• _Exercise requirements_
From the line with "Wildlife camera alert: a flag" through the final line, transcribe the material below character for character; include no other lines.

• _Box-labeled dataset extracts_
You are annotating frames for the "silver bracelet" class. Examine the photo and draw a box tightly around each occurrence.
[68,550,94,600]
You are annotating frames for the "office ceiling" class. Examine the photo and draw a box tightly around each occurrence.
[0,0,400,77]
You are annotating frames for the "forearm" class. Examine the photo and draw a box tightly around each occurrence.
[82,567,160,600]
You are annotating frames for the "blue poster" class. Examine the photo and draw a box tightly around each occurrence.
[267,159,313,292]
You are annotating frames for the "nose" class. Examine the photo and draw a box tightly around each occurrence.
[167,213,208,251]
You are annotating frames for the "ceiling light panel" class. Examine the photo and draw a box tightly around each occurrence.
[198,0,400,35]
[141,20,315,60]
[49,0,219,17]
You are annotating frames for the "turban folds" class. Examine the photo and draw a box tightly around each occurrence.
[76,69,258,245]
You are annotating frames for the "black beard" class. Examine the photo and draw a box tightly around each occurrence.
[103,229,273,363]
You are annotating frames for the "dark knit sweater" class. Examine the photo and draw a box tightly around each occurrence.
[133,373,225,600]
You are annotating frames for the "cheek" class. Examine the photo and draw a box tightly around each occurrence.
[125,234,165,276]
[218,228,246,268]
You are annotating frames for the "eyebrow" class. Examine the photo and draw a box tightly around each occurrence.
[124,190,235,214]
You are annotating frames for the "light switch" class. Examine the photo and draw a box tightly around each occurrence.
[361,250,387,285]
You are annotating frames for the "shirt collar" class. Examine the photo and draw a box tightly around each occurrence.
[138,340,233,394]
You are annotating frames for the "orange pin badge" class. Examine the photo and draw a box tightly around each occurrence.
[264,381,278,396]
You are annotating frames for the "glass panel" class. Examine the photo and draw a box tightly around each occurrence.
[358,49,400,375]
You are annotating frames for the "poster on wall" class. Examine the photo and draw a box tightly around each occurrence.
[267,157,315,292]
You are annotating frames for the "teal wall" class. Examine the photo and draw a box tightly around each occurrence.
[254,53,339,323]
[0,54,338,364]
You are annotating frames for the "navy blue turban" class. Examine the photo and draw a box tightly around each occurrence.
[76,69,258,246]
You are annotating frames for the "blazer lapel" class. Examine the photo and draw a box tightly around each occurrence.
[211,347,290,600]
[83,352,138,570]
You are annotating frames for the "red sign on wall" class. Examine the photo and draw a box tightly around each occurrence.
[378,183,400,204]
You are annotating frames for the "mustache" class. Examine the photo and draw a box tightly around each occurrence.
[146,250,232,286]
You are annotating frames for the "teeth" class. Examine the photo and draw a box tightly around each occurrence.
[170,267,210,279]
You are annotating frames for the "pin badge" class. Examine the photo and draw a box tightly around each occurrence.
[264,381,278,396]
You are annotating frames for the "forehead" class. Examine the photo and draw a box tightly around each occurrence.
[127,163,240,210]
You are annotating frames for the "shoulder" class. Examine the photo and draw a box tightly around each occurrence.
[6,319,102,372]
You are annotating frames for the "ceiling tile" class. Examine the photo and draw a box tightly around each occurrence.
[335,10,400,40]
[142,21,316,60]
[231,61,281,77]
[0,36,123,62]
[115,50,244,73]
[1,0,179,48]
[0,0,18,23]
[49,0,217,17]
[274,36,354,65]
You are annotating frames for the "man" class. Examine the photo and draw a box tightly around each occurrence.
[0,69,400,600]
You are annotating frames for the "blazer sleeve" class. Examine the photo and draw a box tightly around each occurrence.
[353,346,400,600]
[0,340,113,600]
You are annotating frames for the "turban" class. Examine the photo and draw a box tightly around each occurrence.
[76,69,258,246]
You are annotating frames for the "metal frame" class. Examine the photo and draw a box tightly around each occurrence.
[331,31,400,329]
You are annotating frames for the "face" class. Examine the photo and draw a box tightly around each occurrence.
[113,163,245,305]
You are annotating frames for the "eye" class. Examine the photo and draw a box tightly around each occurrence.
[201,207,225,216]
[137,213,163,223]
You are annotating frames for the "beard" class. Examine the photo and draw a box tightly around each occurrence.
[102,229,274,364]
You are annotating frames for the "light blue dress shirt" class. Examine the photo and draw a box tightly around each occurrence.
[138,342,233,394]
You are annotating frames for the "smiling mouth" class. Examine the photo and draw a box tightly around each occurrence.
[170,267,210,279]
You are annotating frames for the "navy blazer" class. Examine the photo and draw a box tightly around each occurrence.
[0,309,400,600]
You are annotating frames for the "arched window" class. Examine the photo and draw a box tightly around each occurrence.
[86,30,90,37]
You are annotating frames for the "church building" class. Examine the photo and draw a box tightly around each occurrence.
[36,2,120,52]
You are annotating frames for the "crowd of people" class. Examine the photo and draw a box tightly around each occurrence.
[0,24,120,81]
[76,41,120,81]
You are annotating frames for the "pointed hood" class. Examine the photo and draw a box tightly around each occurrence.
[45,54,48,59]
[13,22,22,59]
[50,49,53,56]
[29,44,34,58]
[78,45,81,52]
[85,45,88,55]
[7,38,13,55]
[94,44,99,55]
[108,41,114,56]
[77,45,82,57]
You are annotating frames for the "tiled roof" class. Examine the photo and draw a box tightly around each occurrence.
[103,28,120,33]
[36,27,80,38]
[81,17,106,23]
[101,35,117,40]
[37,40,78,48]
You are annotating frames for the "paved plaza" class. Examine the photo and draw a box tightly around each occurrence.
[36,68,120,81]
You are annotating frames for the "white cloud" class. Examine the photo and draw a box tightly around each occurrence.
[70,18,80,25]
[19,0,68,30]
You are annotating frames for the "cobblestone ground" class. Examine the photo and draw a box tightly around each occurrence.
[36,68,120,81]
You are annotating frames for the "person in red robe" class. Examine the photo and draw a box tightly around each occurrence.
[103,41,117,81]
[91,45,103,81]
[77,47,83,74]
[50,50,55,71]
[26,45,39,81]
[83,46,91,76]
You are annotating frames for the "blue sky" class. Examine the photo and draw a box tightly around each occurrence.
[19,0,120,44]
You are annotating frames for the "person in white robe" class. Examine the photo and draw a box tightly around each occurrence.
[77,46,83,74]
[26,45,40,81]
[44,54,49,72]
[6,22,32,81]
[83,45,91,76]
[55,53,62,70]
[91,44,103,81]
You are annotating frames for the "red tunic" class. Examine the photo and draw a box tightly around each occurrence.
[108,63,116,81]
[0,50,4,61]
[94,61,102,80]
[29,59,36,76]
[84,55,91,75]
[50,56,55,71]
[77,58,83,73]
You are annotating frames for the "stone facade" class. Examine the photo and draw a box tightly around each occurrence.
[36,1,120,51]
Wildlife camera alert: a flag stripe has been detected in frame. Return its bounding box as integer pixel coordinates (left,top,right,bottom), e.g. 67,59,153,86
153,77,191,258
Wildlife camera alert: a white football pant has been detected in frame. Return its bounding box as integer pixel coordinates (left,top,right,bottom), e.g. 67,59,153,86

• _Written solution_
Wildlife camera alert: a flag stripe has been detected in frame. Return its bounding box as integer pixel coordinates (left,top,right,bottom), e.g. 67,59,153,86
153,77,191,258
Wildlife camera alert: a white football pant has been detected in frame. Return its bounding box as integer pixel coordinates (left,top,right,bottom), e.g. 67,59,153,86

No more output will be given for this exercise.